> _READING TEXT_
◇ ◇ ◇ ◇
GPS III Sources Sought?

August 13, 2014  - By 0 Comments
Artist's rendering of GPS III satellite (courtesy of Lockheed Martin).

Artist’s rendering of GPS III satellite (courtesy of Lockheed Martin).

So, there I was, sipping a cold green tea in the shade on my back deck in the beautiful foothills of the Rocky Mountains in early June, when the phone began to ring off the hook. Upon answering, I was hit with a barrage of questions. Have you seen the GPS III Sources Sought? What should we do? Do you have any advice? Should we respond? But by far the question I thought expressed most everyone’s initial reaction of incredulity was “Are these guys serious?” For frankly this Sources Sought does contain a bit of a giggle factor.

The questions continued and the phone rang all week. Officially the Sources Sought being referenced is the GPS III Space Vehicles Production Readiness Solicitation Number: FA8807-14-R-0008. Prepared or not prepared by, take your pick, the space acquisition folks at SMC (USAF, Space and Missile Systems Center), and it has caused quite a stir in the PNT (position, navigation and timing) industry.

Before we get ahead of ourselves, I should explain exactly what a Sources Sought means in terms of what the U.S. government is looking for and how to respond — in my humble opinion of course.

First a Sources Sought, as defined by the business folks at Georgia Tech (GTPAC) who have researched the matter thoroughly and who I absolutely agree with, is not an actual bid or proposal solicitation; instead, it’s a solicitation of interest. You should think of a Sources Sought as market research being conducted by a government agency or service to determine the capabilities and interests of the marketplace in a specific area, product or capability. This specific Sources Sought should be of interest to companies having an interest and capability to produce products relating to GPS III specifically.

So, that’s the boring official definition, but what is a Sources Sought really? Certainly, the official definition works, but more often than not in my experience, the Sources Sought has also been used to:

  1. Determine what companies, new and established, are players and who is still in the game.
  2. Determine what partnerships might be formed and how companies might work together to provide a required and often difficult capability. Often government acquisition officials will discover a new capability from a trusted supplier, or discover new teaming arrangements that provide a synergy otherwise unavailable.
  3. Determine who is paying attention.
  4. See which companies answer the announcement. Acquisition officials say it is often just as interesting and enlightening to see which companies do not submit a response as it is reading the proposals of the responders, especially if the Sources Sought is being used as justification for a Sole Source award.
  5. Determine if the project has any hope of succeeding, and if so, how do various companies approach the problems involved?
  6. Provide an official and public catalyst for lethargic or too-comfortable contractors that are not getting the job done on a current contract. Fear can be a great motivator.
  7. Enact the old marketing axiom, “Let’s run it up the flag pole and see who salutes.”

Regardless of what you feel the real reason or reasons for the GPS III Sources Sought might be, or even if you have doubts about the seriousness of the release, the one hard and fast rule among marketers is that if you have any capability that even vaguely matches the Sources Sought announcement, then by all means respond.
◇ ◇ ◇ ◇
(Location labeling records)

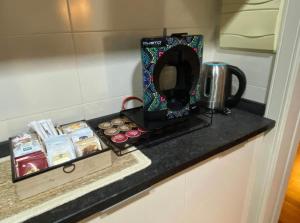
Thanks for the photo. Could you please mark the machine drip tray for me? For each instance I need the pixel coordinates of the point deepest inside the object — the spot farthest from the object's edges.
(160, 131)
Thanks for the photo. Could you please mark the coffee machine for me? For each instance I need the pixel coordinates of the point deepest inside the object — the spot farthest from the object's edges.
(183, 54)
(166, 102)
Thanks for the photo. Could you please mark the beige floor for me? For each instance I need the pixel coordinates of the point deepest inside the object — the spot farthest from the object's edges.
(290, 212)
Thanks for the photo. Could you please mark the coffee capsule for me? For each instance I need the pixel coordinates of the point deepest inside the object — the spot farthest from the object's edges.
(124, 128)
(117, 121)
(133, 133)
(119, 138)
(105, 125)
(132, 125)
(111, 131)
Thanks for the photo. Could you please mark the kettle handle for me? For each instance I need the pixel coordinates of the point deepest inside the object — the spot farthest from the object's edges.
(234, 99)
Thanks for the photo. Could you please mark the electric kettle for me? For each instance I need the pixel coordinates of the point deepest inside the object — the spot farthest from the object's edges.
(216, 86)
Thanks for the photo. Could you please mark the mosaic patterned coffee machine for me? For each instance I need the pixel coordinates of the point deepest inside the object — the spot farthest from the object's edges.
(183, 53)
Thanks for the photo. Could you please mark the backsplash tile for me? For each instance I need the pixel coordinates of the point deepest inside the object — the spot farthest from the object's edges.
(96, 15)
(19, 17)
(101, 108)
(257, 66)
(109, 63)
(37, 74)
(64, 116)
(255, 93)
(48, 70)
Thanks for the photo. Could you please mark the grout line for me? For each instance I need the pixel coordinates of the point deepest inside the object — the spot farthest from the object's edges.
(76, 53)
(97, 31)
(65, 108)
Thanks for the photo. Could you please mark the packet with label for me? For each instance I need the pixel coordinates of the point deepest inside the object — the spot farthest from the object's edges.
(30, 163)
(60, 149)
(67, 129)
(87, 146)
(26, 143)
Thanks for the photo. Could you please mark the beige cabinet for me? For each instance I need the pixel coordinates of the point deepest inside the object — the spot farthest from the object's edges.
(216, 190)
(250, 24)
◇ ◇ ◇ ◇
> _TASKS TO COMPLETE_
**A.** Please copy the GPS III Sources Sought article word for word, from "2. Determine what" up to and including "the problems involved?".
**B.** According to the GPS III Sources Sought article, why can a Sources Sought push contractors who are not getting the job done on a current contract? Answer in one to three sentences.
**C.** What solicitation number does the GPS III Sources Sought article give for the GPS III Space Vehicles Production Readiness Sources Sought?

> _THE REPLIES_
**A.**
2. Determine what partnerships might be formed and how companies might work together to provide a required and often difficult capability. Often government acquisition officials will discover a new capability from a trusted supplier, or discover new teaming arrangements that provide a synergy otherwise unavailable.
  3. Determine who is paying attention.
  4. See which companies answer the announcement. Acquisition officials say it is often just as interesting and enlightening to see which companies do not submit a response as it is reading the proposals of the responders, especially if the Sources Sought is being used as justification for a Sole Source award.
  5. Determine if the project has any hope of succeeding, and if so, how do various companies approach the problems involved?

**B.** A Sources Sought can act as an official and public catalyst for lethargic or too-comfortable contractors on a current contract. The article gives the reason that fear can be a great motivator.

**C.** FA8807-14-R-0008